═════ Material shown

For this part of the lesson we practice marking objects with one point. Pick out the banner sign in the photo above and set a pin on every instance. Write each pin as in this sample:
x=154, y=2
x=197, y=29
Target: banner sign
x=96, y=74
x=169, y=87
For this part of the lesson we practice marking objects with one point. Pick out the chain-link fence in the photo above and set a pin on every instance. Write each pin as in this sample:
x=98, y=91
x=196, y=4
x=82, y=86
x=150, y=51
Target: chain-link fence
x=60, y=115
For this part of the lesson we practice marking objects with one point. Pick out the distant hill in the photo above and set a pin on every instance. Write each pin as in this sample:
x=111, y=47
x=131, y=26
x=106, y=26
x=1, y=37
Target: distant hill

══════════

■ **Stated task**:
Copy the entire listing above line for line, with no changes.

■ **Full output**:
For this part of the lesson we practice marking objects with one point. Pick out the banner sign in the photo above and set a pin on every instance. Write each pin as in this sample:
x=154, y=2
x=197, y=29
Target: banner sign
x=96, y=74
x=169, y=87
For this part of the lesson we practice marking objects with one point. Pick out the chain-link fence in the photo above and set a pin on every instance. Write each pin as in this sample:
x=98, y=91
x=196, y=4
x=82, y=86
x=150, y=51
Target: chain-link fence
x=60, y=115
For this part of the lesson we practice marking objects with one point. Pick out the distant hill in the photo above and set a pin on every instance. Write each pin as in this sample:
x=111, y=47
x=131, y=26
x=106, y=26
x=1, y=37
Target: distant hill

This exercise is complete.